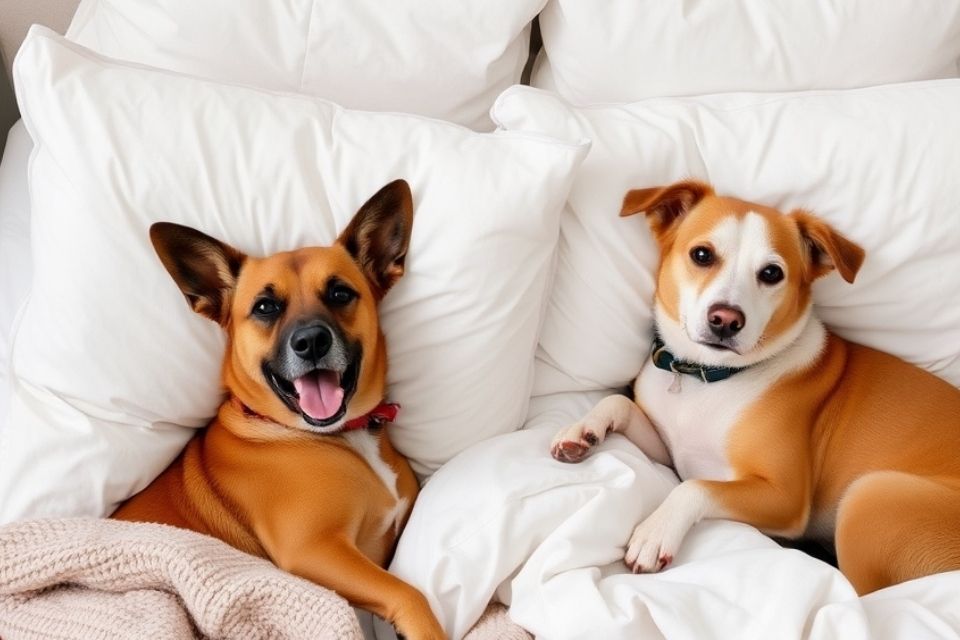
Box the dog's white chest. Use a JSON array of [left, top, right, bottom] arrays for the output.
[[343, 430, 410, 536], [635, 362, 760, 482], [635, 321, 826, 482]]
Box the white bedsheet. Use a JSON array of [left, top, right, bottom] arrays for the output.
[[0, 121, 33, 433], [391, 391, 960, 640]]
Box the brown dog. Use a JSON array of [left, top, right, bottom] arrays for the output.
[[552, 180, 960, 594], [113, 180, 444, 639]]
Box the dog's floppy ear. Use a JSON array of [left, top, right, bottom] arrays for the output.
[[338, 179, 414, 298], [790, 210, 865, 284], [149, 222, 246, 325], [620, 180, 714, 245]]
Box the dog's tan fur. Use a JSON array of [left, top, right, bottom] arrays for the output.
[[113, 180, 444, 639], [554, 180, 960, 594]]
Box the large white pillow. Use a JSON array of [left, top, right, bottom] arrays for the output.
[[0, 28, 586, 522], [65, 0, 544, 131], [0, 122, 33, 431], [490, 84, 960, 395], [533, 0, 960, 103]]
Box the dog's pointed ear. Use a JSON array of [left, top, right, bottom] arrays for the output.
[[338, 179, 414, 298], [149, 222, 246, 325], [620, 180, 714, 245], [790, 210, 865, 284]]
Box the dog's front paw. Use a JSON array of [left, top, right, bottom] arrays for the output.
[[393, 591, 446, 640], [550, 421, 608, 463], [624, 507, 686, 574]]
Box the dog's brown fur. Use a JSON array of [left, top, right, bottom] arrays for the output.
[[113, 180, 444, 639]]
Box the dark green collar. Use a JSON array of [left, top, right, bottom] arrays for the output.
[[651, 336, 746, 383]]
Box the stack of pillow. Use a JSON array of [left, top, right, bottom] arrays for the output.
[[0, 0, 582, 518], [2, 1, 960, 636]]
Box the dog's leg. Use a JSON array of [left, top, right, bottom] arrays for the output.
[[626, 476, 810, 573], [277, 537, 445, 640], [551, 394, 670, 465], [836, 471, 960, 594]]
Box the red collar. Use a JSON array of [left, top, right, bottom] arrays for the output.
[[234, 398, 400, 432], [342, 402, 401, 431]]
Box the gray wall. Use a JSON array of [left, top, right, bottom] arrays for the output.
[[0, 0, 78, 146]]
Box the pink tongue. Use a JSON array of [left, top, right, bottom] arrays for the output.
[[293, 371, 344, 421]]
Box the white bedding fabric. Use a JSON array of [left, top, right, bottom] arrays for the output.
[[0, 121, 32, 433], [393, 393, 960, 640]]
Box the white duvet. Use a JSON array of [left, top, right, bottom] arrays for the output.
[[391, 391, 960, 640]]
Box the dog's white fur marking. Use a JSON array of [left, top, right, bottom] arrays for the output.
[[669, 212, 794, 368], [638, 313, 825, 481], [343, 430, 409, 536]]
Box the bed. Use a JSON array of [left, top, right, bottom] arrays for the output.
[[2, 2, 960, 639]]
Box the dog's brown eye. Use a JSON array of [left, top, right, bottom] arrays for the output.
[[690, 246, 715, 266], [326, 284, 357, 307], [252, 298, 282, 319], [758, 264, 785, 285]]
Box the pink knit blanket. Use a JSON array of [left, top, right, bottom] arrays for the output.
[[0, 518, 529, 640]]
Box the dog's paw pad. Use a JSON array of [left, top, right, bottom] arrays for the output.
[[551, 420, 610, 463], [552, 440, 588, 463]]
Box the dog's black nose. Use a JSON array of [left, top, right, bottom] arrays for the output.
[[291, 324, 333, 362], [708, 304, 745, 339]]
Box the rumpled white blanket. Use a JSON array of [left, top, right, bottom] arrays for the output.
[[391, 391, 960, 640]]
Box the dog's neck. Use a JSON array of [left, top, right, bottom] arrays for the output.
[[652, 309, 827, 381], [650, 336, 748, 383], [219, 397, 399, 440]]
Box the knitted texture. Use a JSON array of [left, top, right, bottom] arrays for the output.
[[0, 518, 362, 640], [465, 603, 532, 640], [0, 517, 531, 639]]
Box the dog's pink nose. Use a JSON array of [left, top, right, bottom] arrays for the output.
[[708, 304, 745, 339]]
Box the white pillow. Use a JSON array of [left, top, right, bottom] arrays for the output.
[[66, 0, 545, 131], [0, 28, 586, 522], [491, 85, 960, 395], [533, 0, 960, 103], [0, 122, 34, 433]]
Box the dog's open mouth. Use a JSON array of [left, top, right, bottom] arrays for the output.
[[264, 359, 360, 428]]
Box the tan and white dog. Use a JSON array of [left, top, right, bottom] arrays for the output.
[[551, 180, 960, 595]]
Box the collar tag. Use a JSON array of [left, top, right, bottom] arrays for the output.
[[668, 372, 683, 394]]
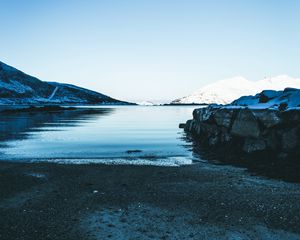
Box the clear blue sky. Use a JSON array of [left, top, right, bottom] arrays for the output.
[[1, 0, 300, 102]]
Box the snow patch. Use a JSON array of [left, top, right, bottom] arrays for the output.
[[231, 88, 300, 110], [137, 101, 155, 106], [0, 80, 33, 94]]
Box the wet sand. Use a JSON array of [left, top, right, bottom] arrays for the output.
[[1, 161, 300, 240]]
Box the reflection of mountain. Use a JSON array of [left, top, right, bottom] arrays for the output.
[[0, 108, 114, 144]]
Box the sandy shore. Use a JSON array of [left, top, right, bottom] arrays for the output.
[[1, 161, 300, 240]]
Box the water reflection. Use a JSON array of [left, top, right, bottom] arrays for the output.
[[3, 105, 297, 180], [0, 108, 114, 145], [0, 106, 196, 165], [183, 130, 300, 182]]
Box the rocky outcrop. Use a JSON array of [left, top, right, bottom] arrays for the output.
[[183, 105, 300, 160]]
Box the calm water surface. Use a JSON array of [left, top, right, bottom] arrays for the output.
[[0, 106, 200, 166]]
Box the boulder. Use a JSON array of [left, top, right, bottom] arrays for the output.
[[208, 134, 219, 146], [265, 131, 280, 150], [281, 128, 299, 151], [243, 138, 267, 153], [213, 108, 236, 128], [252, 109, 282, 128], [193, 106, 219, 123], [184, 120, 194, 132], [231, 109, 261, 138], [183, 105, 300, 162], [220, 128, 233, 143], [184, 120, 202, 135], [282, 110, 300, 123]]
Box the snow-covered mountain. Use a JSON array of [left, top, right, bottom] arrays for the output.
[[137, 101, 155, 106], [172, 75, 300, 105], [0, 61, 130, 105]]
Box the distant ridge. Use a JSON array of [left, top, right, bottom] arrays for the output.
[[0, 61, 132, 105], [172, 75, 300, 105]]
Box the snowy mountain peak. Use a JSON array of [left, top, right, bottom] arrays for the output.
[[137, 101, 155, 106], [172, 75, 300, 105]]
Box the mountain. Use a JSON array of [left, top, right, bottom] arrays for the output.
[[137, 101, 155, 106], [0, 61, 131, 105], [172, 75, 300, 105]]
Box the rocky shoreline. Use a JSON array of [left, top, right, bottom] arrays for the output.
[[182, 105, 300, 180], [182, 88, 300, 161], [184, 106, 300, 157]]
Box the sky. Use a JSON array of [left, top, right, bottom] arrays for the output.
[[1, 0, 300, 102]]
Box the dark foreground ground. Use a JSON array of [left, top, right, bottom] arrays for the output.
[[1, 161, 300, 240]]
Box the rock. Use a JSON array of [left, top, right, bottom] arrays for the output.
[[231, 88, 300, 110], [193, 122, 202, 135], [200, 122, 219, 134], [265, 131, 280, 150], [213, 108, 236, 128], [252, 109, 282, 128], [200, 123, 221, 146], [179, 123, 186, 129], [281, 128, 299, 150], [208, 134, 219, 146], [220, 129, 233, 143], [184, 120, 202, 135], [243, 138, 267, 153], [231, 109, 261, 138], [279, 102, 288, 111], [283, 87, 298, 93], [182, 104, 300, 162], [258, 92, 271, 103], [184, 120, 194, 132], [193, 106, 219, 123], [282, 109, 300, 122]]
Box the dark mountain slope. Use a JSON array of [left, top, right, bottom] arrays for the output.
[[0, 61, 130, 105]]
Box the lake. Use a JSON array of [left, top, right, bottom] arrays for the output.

======

#### Task instructions
The response should be an exact copy of the lines from the one with "Box the distant" through the end of the data, with no other text.

#### Response below
Box the distant ridge. Use a JSON array of [left, top, right, bottom] arrays for the output.
[[0, 61, 132, 105], [172, 75, 300, 105]]
Box the snowy mountain peak. Use a JSON array of [left, top, right, bottom] arrays for the output.
[[137, 101, 155, 106], [172, 75, 300, 105]]
Box the mountain. Use a JSON array of [left, top, right, bottom] arrays for the output.
[[137, 101, 155, 106], [0, 61, 131, 105], [172, 75, 300, 105]]
Box the rocky shoreline. Use a JSON array of [left, top, right, bottom] arrays for the output.
[[182, 105, 300, 180], [182, 88, 300, 161], [184, 106, 300, 157]]
Box the sky. Use a JSON array of [left, top, right, bottom] arrays for the output.
[[1, 0, 300, 102]]
Box the dark foreground ground. Use a JSON array of [left, top, right, bottom] arrays for the output.
[[1, 161, 300, 240]]
Box the rock. Use a JSON array of [left, top, right, bottom] arrays for the output.
[[231, 88, 300, 110], [193, 122, 202, 135], [200, 122, 219, 134], [265, 131, 280, 150], [213, 108, 236, 128], [252, 109, 282, 128], [200, 123, 221, 146], [179, 123, 186, 129], [281, 128, 299, 150], [208, 134, 219, 146], [220, 129, 233, 143], [184, 120, 202, 135], [243, 138, 267, 153], [231, 109, 261, 138], [279, 102, 288, 111], [283, 87, 298, 93], [182, 104, 300, 162], [258, 92, 271, 103], [184, 120, 194, 132], [193, 106, 219, 123], [282, 109, 300, 122]]
Box the dark mountain slope. Use a JSON array of [left, top, right, bottom] arrays for the output.
[[0, 61, 130, 105]]
Box the lake. Use a JSON array of [left, top, right, bottom] arrays for the output.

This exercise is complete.